▶ _STATED GOAL_
According to the lemma below on base change along a field extension, what kind of ring homomorphism is the map from the local ring of X at x to the local ring of Y at y?

▶ _SELECTED EXCERPT_
■ ■ ■ ■ ■ ■ ■
Lemma 33.5.1. Let $K/k$ be an extension of fields. Let $X$ be scheme over $k$ and set $Y = X_ K$. If $y \in Y$ with image $x \in X$, then

1. $\mathcal{O}_{X, x} \to \mathcal{O}_{Y, y}$ is a faithfully flat local ring homomorphism,

2. with $\mathfrak p_0 = \mathop{\mathrm{Ker}}(\kappa (x) \otimes _ k K \to \kappa (y))$ we have $\kappa (y) = \kappa (\mathfrak p_0)$,

3. $\mathcal{O}_{Y, y} = (\mathcal{O}_{X, x} \otimes _ k K)_\mathfrak p$ where $\mathfrak p \subset \mathcal{O}_{X, x} \otimes _ k K$ is the inverse image of $\mathfrak p_0$.
■ ■ ■ ■ ■ ■ ■
Portion of a data file
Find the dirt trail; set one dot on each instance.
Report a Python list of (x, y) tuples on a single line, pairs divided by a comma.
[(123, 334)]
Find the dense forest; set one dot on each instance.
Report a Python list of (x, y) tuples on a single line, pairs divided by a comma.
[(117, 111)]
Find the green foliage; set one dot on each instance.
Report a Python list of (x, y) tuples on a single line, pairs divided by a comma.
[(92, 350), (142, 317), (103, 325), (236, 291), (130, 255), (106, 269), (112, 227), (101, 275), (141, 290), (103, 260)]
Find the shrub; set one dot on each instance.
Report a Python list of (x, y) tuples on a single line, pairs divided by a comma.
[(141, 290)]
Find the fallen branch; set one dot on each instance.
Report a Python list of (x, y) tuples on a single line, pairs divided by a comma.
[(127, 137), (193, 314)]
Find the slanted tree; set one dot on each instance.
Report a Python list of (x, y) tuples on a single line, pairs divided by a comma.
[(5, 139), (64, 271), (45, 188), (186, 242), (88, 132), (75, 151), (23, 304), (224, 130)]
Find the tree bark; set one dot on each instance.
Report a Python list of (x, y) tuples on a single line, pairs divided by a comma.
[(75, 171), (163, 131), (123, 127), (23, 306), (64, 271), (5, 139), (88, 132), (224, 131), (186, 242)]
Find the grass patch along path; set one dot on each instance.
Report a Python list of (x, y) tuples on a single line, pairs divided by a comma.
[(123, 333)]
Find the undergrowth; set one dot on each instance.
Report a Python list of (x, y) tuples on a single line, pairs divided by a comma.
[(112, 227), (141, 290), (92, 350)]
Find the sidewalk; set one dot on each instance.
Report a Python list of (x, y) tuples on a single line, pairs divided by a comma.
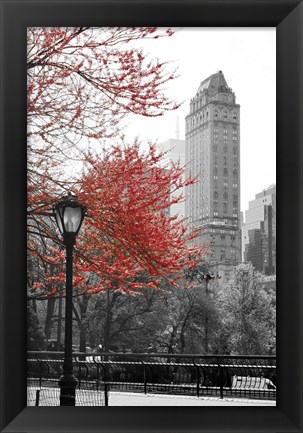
[(133, 399)]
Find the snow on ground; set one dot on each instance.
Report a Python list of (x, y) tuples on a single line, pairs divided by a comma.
[(133, 399), (50, 397)]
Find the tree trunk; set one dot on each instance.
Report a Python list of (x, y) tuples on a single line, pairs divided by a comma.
[(49, 317)]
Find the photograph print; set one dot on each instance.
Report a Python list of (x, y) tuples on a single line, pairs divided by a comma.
[(151, 230)]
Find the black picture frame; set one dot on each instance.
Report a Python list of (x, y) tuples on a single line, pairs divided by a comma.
[(287, 17)]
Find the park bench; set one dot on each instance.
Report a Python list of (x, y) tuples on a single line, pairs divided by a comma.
[(251, 383)]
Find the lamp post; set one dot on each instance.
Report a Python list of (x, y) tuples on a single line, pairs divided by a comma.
[(69, 215)]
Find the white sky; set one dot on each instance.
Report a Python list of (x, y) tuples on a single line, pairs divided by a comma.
[(247, 58)]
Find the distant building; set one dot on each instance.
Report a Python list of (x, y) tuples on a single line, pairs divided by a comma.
[(259, 232), (175, 152), (212, 152)]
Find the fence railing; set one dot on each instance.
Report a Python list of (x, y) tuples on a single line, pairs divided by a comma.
[(232, 376)]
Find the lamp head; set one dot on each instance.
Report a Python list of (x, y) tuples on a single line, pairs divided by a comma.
[(69, 215)]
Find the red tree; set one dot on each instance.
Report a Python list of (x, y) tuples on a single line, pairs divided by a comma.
[(81, 83), (128, 240)]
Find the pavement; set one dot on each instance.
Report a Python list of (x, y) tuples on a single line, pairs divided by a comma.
[(133, 399)]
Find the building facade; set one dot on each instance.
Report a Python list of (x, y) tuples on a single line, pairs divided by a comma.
[(259, 232), (212, 154)]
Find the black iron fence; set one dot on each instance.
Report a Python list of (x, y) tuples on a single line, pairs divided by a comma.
[(232, 376)]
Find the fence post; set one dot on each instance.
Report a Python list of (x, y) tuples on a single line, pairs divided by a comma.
[(40, 372), (37, 397), (144, 377), (197, 378), (220, 378), (105, 394)]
■ ■ ■ ■ ■ ■ ■
▶ _THE REPLY_
It is a faithfully flat local ring homomorphism.